What to produce.
Only lines with the word "wooden" belong in the answer; copy them from the records below.

Records for the exercise.
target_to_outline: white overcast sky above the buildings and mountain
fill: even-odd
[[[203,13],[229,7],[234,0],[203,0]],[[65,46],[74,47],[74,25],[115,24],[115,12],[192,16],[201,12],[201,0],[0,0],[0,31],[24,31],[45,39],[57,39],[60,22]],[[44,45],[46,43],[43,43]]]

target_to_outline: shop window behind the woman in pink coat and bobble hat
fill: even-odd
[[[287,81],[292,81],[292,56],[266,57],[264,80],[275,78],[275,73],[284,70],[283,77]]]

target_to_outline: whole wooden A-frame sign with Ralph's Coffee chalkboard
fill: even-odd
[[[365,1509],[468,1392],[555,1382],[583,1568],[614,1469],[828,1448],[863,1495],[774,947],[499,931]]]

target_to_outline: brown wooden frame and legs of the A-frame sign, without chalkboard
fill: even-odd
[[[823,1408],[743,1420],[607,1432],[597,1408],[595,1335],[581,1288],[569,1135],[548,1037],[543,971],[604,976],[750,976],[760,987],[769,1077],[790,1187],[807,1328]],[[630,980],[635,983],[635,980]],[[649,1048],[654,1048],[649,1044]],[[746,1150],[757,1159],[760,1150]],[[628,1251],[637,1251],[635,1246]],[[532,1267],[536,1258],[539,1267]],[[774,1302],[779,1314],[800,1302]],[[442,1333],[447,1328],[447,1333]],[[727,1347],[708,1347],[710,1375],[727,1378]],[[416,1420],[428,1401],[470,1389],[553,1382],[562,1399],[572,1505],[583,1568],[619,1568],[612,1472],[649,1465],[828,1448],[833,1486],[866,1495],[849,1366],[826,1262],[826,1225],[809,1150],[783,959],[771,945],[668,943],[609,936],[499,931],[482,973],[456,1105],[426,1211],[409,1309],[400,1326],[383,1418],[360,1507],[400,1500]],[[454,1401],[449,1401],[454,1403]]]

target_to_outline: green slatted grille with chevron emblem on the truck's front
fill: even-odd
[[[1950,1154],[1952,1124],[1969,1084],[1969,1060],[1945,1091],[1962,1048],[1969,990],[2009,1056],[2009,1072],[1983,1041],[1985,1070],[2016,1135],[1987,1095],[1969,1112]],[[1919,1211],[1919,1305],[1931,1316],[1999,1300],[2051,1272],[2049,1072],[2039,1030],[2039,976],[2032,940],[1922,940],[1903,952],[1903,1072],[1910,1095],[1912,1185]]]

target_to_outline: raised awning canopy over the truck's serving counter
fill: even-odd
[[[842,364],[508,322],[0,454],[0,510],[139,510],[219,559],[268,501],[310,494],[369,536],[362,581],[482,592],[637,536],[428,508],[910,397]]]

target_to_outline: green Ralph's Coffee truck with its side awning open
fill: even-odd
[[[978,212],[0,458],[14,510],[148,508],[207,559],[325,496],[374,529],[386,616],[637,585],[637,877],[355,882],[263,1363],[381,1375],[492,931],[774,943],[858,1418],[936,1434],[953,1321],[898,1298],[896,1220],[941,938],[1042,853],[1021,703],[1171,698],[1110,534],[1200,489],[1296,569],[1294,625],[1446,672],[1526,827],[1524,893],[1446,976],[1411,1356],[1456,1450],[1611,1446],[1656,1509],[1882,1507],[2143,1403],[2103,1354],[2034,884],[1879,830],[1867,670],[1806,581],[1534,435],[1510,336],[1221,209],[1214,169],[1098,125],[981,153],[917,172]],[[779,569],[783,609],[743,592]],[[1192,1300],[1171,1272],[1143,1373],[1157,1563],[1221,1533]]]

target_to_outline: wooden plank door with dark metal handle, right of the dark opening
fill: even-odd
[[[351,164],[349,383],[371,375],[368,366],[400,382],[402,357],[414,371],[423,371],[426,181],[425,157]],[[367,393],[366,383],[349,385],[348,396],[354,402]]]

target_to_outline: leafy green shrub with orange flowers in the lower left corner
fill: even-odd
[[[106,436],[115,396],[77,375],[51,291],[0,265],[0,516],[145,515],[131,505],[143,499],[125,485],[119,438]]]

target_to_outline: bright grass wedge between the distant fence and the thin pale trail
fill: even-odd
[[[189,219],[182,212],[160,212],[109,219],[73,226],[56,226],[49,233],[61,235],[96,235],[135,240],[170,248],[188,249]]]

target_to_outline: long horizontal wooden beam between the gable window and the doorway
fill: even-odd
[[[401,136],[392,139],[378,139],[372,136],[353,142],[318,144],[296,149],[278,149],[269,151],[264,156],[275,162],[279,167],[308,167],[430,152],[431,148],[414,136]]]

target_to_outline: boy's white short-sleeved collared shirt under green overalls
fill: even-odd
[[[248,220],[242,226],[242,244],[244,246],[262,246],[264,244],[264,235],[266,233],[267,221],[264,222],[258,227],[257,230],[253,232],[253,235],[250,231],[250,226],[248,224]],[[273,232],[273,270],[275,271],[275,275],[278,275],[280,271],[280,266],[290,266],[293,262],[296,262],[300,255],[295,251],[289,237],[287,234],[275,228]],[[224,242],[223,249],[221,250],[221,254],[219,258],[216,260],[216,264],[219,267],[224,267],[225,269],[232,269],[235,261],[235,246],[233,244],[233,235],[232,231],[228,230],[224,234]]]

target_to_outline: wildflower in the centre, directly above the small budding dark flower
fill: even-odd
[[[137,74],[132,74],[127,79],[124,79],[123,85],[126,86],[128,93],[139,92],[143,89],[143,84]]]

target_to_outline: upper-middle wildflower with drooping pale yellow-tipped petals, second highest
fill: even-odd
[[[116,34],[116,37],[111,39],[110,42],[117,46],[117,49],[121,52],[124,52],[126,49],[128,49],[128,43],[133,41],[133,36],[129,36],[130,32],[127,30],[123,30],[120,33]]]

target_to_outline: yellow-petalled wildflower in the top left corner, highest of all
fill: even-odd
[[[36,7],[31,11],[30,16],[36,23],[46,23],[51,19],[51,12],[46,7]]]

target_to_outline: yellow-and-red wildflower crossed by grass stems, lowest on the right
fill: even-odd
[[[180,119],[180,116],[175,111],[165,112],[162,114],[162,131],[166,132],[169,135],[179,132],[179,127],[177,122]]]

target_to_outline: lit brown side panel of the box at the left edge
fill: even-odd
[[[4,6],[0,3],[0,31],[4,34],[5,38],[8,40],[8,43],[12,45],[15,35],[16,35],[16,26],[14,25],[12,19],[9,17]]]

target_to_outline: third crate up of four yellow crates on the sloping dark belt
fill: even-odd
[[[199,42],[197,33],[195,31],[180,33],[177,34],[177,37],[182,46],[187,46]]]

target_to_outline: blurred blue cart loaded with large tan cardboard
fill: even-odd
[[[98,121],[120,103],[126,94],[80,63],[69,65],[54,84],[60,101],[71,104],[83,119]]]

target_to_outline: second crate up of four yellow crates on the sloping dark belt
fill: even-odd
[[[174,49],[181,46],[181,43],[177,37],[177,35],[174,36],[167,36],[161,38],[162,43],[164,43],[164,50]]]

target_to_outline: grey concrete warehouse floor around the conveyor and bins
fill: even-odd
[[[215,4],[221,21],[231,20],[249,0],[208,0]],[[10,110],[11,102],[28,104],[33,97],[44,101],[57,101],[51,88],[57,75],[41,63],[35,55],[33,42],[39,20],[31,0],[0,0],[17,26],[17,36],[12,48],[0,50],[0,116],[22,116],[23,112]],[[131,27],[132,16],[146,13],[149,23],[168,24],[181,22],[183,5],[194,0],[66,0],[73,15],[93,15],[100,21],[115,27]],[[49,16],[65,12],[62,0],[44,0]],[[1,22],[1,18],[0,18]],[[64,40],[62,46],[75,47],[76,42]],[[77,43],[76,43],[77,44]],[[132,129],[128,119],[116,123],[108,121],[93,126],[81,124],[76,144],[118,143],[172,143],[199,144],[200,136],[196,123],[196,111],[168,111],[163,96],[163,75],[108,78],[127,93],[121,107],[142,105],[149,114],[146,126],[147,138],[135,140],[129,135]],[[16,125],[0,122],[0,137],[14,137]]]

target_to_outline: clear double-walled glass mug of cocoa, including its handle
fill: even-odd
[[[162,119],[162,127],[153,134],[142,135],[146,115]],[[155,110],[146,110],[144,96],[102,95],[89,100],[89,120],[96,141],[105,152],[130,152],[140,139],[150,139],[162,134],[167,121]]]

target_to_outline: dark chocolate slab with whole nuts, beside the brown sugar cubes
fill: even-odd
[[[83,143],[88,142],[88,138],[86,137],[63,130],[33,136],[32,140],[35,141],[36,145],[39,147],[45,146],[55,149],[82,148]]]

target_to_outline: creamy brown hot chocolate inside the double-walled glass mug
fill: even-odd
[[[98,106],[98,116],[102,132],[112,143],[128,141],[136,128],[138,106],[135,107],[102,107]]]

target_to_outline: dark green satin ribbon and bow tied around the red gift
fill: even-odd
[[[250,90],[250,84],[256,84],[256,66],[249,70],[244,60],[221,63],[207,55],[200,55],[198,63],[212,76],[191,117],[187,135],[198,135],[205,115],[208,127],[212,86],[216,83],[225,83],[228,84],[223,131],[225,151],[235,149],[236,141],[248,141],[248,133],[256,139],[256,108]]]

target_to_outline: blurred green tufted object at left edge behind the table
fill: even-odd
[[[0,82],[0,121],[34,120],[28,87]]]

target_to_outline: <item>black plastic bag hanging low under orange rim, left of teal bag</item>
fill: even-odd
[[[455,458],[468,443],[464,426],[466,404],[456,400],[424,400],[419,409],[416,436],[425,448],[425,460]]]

Task solution.
target_to_outline: whole wooden A-frame sign with Ralph's Coffee chalkboard
target_to_outline: brown wooden frame and legs of the A-frame sign, without chalkboard
target_to_outline: wooden plank door with dark metal handle, right of the dark opening
target_to_outline: long horizontal wooden beam between the gable window and the doorway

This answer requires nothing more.